▶ **WHAT YOU NEED TO DO**:
Copy each line of the entries beneath that contains the word "black".
━━━━━ INPUT RECORDS
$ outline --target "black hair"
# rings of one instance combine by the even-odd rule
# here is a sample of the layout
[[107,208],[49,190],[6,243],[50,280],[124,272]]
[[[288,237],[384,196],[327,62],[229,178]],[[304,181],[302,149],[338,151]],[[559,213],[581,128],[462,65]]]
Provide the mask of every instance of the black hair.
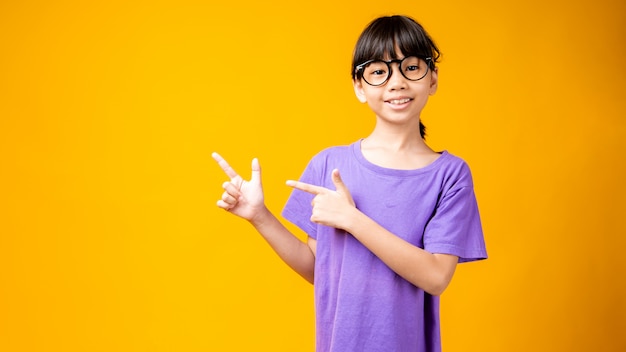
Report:
[[[441,53],[424,27],[407,16],[385,16],[372,21],[361,33],[352,56],[352,79],[361,79],[357,65],[368,60],[396,60],[404,56],[430,57],[430,69],[435,69]],[[420,135],[426,137],[426,126],[420,121]]]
━━━━━━━━━━
▶ **RESPONSE TO THIS EXERCISE**:
$ outline --target "black hair"
Provide the mask of every instance of the black hair.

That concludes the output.